Extract →
⟨

In April 2014, the Anti-Defamation League published its 2013 audit of antisemitic incidents, the audit pointed out a decline of 19 percent in the number of reported antisemitic incidents. The total number of antisemitic attacks across the U.S. was 751, including 31 physical assaults, 315 incidents of vandalism and 405 cases of harassment.

The Vassar Students for Justice in Palestine published a Nazi World War II propaganda poster in May 2014. The poster displayed Jews as part of a monster who tries to destroy the world. Vassar College president Catharine Hill denounced the poster. A few months later, a physical attack occurred in Philadelphia, when a Jewish student on the campus of Temple University was assaulted and punched in the face by a member of the organization Students for Justice in Palestine, who called him an antisemitic slur.

In May 2014, a Jewish mother from Chicago accused a group of students at her eighth-grade son's school of bullying and antisemitism. They used the multi-player video game Clash of Clans to create a group called "Jews Incinerator" and described themselves by stating: "we are a friendly group of racists with one goal- put all Jews into an army camp until they are disposed of. Sieg! Heil!" Two students wrote apology letters.

In June 2014, there were several antisemitic hate crimes. A swastika and other antisemitic graffiti were scrawled onto a streetside directional sign in San Francisco. More graffiti was found at the Sanctuary Lofts Apartments, where graffiti artists drew antisemitic, satanic and racist symbols inside the apartment complex. Towards the end of the month a young Jewish boy was attacked while he was leaving his home in Brooklyn. The suspect, who was on a bike, opened his hand while passing and struck the victim in the face, then yelled antisemitic slurs.

In July 2014, during the 2014 Gaza War, there was an increase in the occurrence of antisemitic incidents. In the beginning of the month an antisemitic banner was flown above Brighton Beach and Coney Island. The banner contained symbols that meant "peace plus swastika equals love". The word "PROSWASTIKA" also appeared on the banner. Additionally, there were more than 5 incidents of antisemitic graffiti across the country. In Borough Park, Brooklyn, New York, three man were arrested for vandalizing yeshiva property and a nearby house in the Jewish neighborhood by spraying swastikas and inscriptions such as "you don't belong here". Later that month swastika drawings were found on mailboxes near a national Jewish fraternity house in Eugene, Oregon. In another case, swastikas and the phrase 'kill Jews' were found on a playground floor in Riverdale, Bronx. There were also two incidents of graffiti in Clarksville, Tennessee and Lowell, Massachusetts.

⟩

Problem set →
A. Restate the passage on antisemitic incidents between "In April 2014, the" and "an antisemitic slur.", inclusive, swapping "poster" for "placard".
B. In the passage on antisemitic incidents, how many physical assaults does the 2013 audit count?

Recorded data →
⟨

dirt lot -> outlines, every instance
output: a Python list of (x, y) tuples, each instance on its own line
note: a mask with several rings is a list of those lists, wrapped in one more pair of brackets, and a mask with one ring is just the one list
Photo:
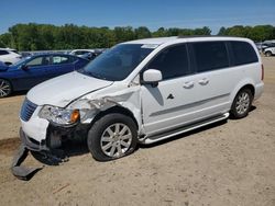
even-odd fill
[[(275, 206), (275, 57), (250, 115), (100, 163), (80, 152), (31, 181), (9, 171), (24, 95), (0, 100), (0, 205)], [(42, 163), (29, 156), (28, 165)]]

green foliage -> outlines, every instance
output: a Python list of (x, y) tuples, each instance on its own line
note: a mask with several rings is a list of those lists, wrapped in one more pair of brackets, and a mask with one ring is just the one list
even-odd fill
[[(54, 50), (74, 48), (109, 48), (118, 43), (148, 37), (211, 35), (207, 26), (200, 28), (160, 27), (151, 32), (145, 26), (87, 27), (74, 24), (55, 26), (51, 24), (15, 24), (8, 33), (0, 35), (0, 47), (19, 50)], [(221, 27), (219, 35), (242, 36), (253, 41), (275, 39), (275, 27), (235, 25)]]
[(254, 42), (275, 39), (275, 27), (272, 25), (221, 27), (218, 35), (248, 37)]

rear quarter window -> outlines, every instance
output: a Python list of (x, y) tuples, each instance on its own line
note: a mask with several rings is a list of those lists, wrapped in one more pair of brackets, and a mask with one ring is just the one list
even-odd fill
[(257, 62), (257, 55), (251, 44), (246, 42), (230, 42), (233, 55), (233, 65)]

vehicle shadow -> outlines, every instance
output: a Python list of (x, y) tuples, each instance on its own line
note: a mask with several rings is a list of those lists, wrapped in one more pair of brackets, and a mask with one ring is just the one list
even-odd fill
[[(256, 110), (256, 106), (253, 105), (253, 106), (251, 106), (250, 112), (253, 112), (254, 110)], [(238, 121), (238, 119), (234, 119), (234, 118), (231, 118), (231, 117), (229, 119), (230, 121)], [(223, 121), (220, 121), (218, 123), (213, 123), (213, 124), (210, 124), (210, 125), (194, 129), (191, 131), (183, 133), (183, 134), (176, 135), (174, 137), (170, 137), (168, 139), (157, 141), (155, 144), (151, 144), (151, 145), (141, 145), (140, 144), (140, 145), (138, 145), (136, 150), (139, 150), (139, 149), (150, 149), (150, 148), (157, 147), (157, 146), (161, 146), (161, 145), (164, 145), (164, 144), (167, 144), (167, 142), (172, 142), (172, 141), (175, 141), (175, 140), (178, 140), (178, 139), (182, 139), (182, 138), (187, 138), (187, 137), (190, 137), (190, 136), (193, 136), (195, 134), (206, 131), (206, 130), (215, 128), (215, 127), (220, 127), (220, 126), (222, 126), (222, 125), (224, 125), (227, 123), (228, 123), (228, 119), (223, 119)], [(31, 153), (33, 154), (33, 157), (37, 161), (40, 161), (40, 162), (42, 162), (44, 164), (58, 165), (61, 162), (67, 161), (68, 158), (70, 158), (70, 157), (89, 153), (89, 149), (88, 149), (88, 146), (86, 144), (86, 140), (68, 140), (68, 141), (64, 142), (62, 149), (53, 150), (53, 153), (54, 153), (53, 157), (46, 157), (45, 154), (40, 153), (40, 152), (35, 152), (35, 151), (31, 151)]]
[(13, 98), (13, 96), (19, 96), (19, 95), (25, 95), (28, 93), (28, 91), (16, 91), (16, 92), (12, 92), (9, 98)]

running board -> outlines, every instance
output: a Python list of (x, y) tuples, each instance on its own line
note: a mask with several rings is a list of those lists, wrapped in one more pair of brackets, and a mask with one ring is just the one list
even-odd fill
[(141, 141), (141, 144), (144, 144), (144, 145), (154, 144), (154, 142), (157, 142), (157, 141), (161, 141), (161, 140), (164, 140), (164, 139), (168, 139), (168, 138), (170, 138), (173, 136), (176, 136), (176, 135), (179, 135), (179, 134), (183, 134), (183, 133), (187, 133), (187, 131), (197, 129), (199, 127), (204, 127), (204, 126), (207, 126), (207, 125), (210, 125), (210, 124), (227, 119), (228, 117), (229, 117), (229, 113), (226, 113), (226, 114), (222, 114), (220, 116), (216, 116), (216, 117), (210, 118), (210, 119), (206, 119), (206, 121), (195, 123), (195, 124), (189, 125), (189, 126), (185, 126), (185, 127), (182, 127), (182, 128), (178, 128), (178, 129), (174, 129), (174, 130), (168, 131), (168, 133), (164, 133), (164, 134), (147, 137), (147, 138), (145, 137), (145, 139), (143, 141)]

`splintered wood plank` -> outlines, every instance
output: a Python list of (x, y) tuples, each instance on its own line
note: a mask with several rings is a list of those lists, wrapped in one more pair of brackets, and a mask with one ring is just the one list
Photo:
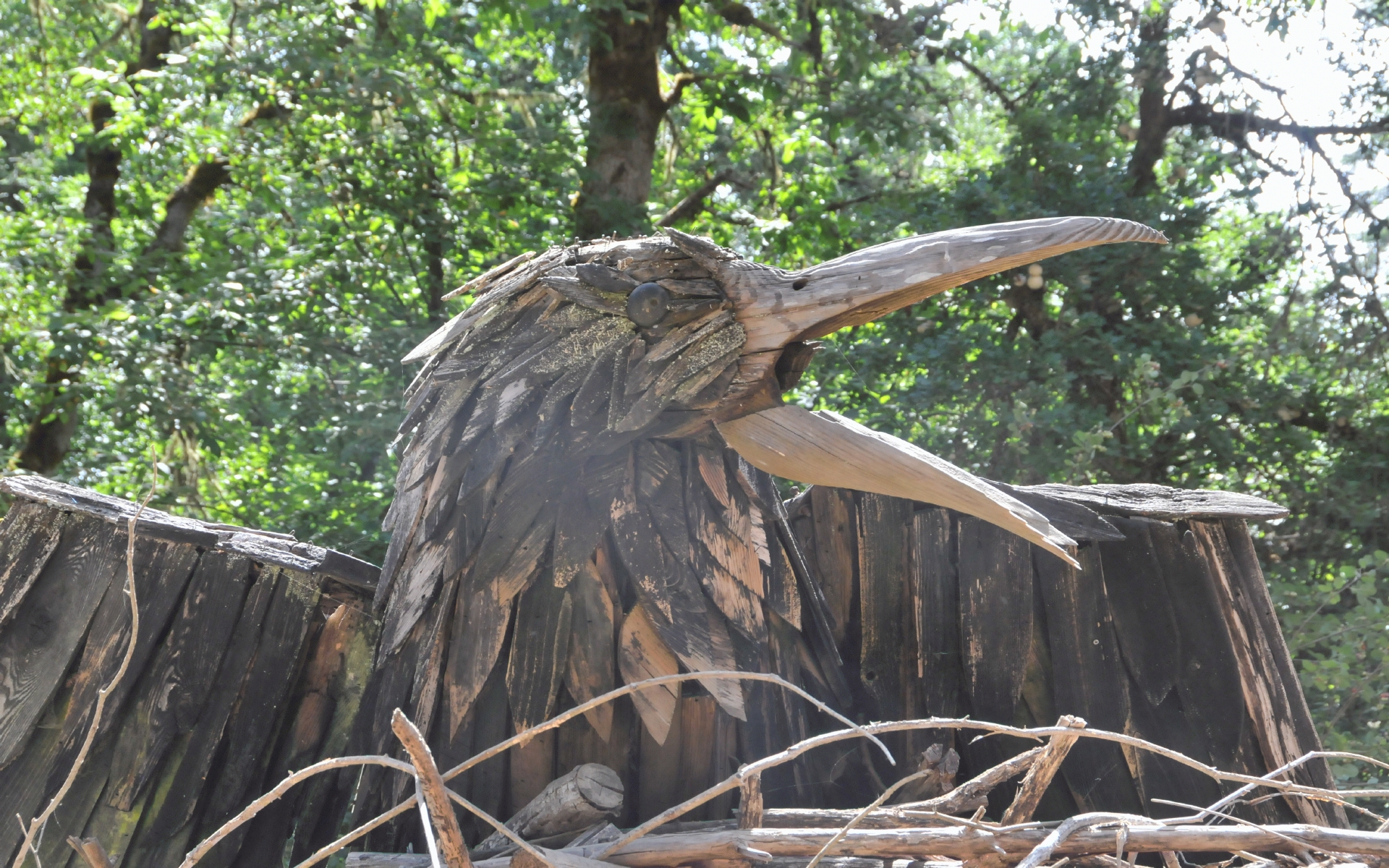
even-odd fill
[(1117, 515), (1110, 521), (1125, 536), (1124, 542), (1099, 543), (1114, 629), (1133, 681), (1149, 704), (1160, 706), (1176, 685), (1182, 657), (1176, 614), (1153, 547), (1151, 529), (1161, 529), (1161, 524)]
[[(849, 629), (849, 612), (854, 599), (854, 496), (847, 489), (813, 486), (810, 489), (811, 521), (815, 529), (814, 561), (820, 572), (820, 587), (828, 606), (829, 626), (835, 644), (843, 647)], [(807, 556), (811, 550), (806, 551)]]
[[(681, 767), (682, 789), (676, 801), (685, 801), (714, 786), (738, 769), (738, 729), (714, 697), (689, 696), (681, 701)], [(722, 796), (700, 807), (703, 819), (725, 819), (733, 794)], [(690, 819), (700, 819), (690, 815)]]
[(232, 715), (232, 707), (240, 694), (246, 669), (260, 644), (261, 626), (275, 596), (279, 575), (275, 569), (257, 571), (249, 562), (246, 567), (249, 575), (244, 581), (250, 582), (250, 590), (242, 601), (240, 614), (236, 617), (231, 640), (226, 643), (222, 662), (213, 682), (214, 689), (193, 726), (183, 760), (168, 782), (160, 811), (149, 818), (151, 840), (171, 839), (181, 826), (193, 818), (194, 810), (199, 807), (199, 797), (207, 785), (213, 756), (217, 753), (226, 729), (226, 721)]
[[(124, 706), (125, 697), (135, 689), (139, 674), (144, 672), (144, 665), (150, 661), (150, 654), (156, 651), (156, 647), (161, 647), (158, 643), (164, 637), (164, 628), (179, 599), (183, 597), (197, 561), (199, 551), (194, 546), (143, 536), (135, 539), (135, 587), (140, 606), (140, 635), (135, 639), (135, 651), (131, 654), (126, 676), (106, 700), (103, 733), (114, 722), (117, 710)], [(244, 572), (244, 564), (242, 571)], [(97, 607), (96, 615), (92, 618), (92, 628), (88, 631), (86, 644), (82, 649), (82, 660), (74, 674), (72, 707), (75, 714), (69, 714), (63, 721), (65, 750), (76, 750), (86, 736), (92, 711), (96, 708), (97, 692), (110, 683), (111, 676), (121, 667), (129, 640), (131, 599), (126, 596), (125, 583), (115, 581), (107, 586), (101, 606)]]
[(0, 628), (33, 587), (44, 564), (63, 537), (63, 512), (29, 500), (18, 500), (0, 524)]
[(1032, 556), (1028, 543), (961, 517), (960, 643), (972, 717), (1013, 722), (1032, 644)]
[[(560, 726), (556, 774), (568, 774), (585, 762), (597, 762), (617, 772), (622, 781), (626, 797), (622, 800), (622, 812), (613, 819), (619, 826), (636, 824), (636, 804), (633, 797), (638, 790), (636, 774), (640, 768), (638, 750), (642, 743), (636, 708), (626, 697), (613, 703), (613, 728), (607, 740), (589, 726), (586, 721), (569, 721)], [(650, 739), (650, 736), (646, 736)]]
[[(613, 539), (647, 608), (647, 618), (679, 661), (692, 672), (733, 668), (722, 615), (708, 606), (690, 567), (661, 542), (631, 476), (613, 504)], [(743, 694), (735, 682), (707, 679), (700, 683), (725, 711), (743, 717)]]
[(858, 622), (863, 646), (858, 676), (876, 701), (874, 719), (906, 715), (904, 668), (915, 672), (915, 654), (906, 654), (908, 606), (906, 589), (911, 501), (865, 493), (858, 501)]
[(932, 507), (917, 511), (911, 522), (911, 596), (922, 711), (956, 717), (960, 711), (960, 576), (951, 558), (950, 514)]
[(0, 768), (0, 810), (11, 818), (10, 822), (0, 822), (0, 857), (10, 861), (14, 861), (19, 842), (24, 840), (24, 828), (14, 817), (22, 817), (28, 824), (29, 818), (43, 810), (43, 799), (49, 794), (46, 785), (61, 750), (58, 735), (63, 717), (68, 712), (68, 700), (71, 690), (61, 687), (39, 719), (33, 736), (25, 742), (24, 750)]
[[(772, 521), (767, 524), (772, 526)], [(767, 568), (767, 606), (799, 631), (801, 629), (800, 587), (796, 586), (796, 569), (792, 567), (790, 554), (776, 533), (768, 533), (767, 549), (771, 557)]]
[(250, 561), (240, 556), (207, 551), (200, 558), (168, 637), (140, 678), (133, 708), (117, 736), (106, 796), (114, 807), (132, 810), (169, 744), (197, 724), (217, 685), (249, 572)]
[[(574, 599), (574, 626), (569, 629), (569, 665), (564, 685), (576, 703), (596, 699), (615, 686), (617, 610), (597, 565), (588, 561), (569, 582)], [(613, 732), (613, 703), (583, 712), (604, 742)]]
[(1200, 733), (1211, 762), (1217, 768), (1232, 768), (1240, 737), (1249, 728), (1249, 714), (1215, 585), (1185, 524), (1154, 525), (1149, 531), (1182, 635), (1176, 679), (1182, 714)]
[(536, 579), (517, 601), (517, 626), (507, 664), (507, 696), (517, 732), (544, 722), (554, 711), (554, 697), (568, 664), (572, 622), (574, 600), (568, 589), (556, 587), (549, 575)]
[[(665, 743), (642, 733), (638, 781), (638, 817), (650, 819), (665, 808), (718, 783), (738, 767), (736, 733), (732, 718), (710, 696), (681, 697)], [(732, 794), (721, 796), (683, 819), (724, 819)]]
[[(299, 675), (310, 618), (318, 606), (318, 586), (308, 574), (279, 569), (275, 597), (261, 628), (260, 646), (246, 671), (236, 711), (226, 722), (221, 772), (207, 799), (203, 831), (210, 833), (261, 789), (271, 761), (271, 743), (286, 711), (289, 690)], [(243, 826), (240, 831), (244, 831)], [(214, 865), (231, 864), (244, 835), (219, 844)]]
[[(1053, 706), (1057, 714), (1085, 718), (1096, 729), (1120, 732), (1128, 721), (1128, 672), (1104, 593), (1104, 568), (1093, 544), (1081, 546), (1081, 569), (1046, 553), (1033, 553), (1051, 651)], [(1139, 812), (1124, 751), (1117, 744), (1081, 739), (1061, 774), (1085, 811)]]
[(63, 542), (0, 631), (0, 765), (24, 746), (76, 654), (113, 581), (125, 578), (125, 535), (72, 515)]
[(490, 582), (467, 581), (458, 589), (453, 611), (453, 639), (444, 671), (449, 701), (449, 735), (458, 732), (464, 717), (496, 668), (511, 621), (510, 600), (497, 597)]
[[(519, 729), (519, 726), (517, 728)], [(554, 729), (542, 732), (525, 744), (513, 747), (511, 778), (507, 793), (507, 817), (511, 817), (540, 794), (554, 781), (554, 758), (558, 733)]]
[[(1239, 664), (1245, 706), (1253, 718), (1264, 762), (1272, 769), (1320, 750), (1249, 529), (1238, 519), (1193, 521), (1192, 533), (1215, 581)], [(1310, 786), (1331, 786), (1332, 781), (1331, 771), (1320, 760), (1295, 769), (1290, 778)], [(1308, 799), (1289, 799), (1288, 806), (1301, 822), (1346, 825), (1340, 807)]]
[[(681, 664), (675, 653), (661, 640), (646, 614), (646, 607), (638, 603), (622, 621), (622, 632), (617, 646), (617, 665), (624, 683), (636, 683), (661, 675), (675, 675)], [(660, 685), (632, 693), (632, 704), (646, 731), (657, 744), (664, 744), (675, 721), (675, 706), (679, 699), (679, 685)]]
[[(753, 507), (747, 494), (728, 478), (721, 451), (696, 447), (685, 469), (683, 506), (689, 517), (685, 533), (696, 553), (693, 562), (700, 585), (735, 628), (754, 642), (764, 642), (765, 585), (754, 540)], [(715, 481), (717, 490), (710, 479)], [(765, 539), (763, 532), (764, 551)]]
[[(675, 685), (675, 689), (678, 690), (679, 685)], [(646, 822), (679, 801), (681, 740), (685, 722), (681, 708), (689, 699), (682, 696), (674, 701), (669, 729), (660, 739), (650, 726), (642, 728), (642, 753), (636, 772), (638, 822)]]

⟩

Answers given →
A.
In April 2014, the Anti-Defamation League published its 2013 audit of antisemitic incidents, the audit pointed out a decline of 19 percent in the number of reported antisemitic incidents. The total number of antisemitic attacks across the U.S. was 751, including 31 physical assaults, 315 incidents of vandalism and 405 cases of harassment.

The Vassar Students for Justice in Palestine published a Nazi World War II propaganda placard in May 2014. The placard displayed Jews as part of a monster who tries to destroy the world. Vassar College president Catharine Hill denounced the placard. A few months later, a physical attack occurred in Philadelphia, when a Jewish student on the campus of Temple University was assaulted and punched in the face by a member of the organization Students for Justice in Palestine, who called him an antisemitic slur.

B. 31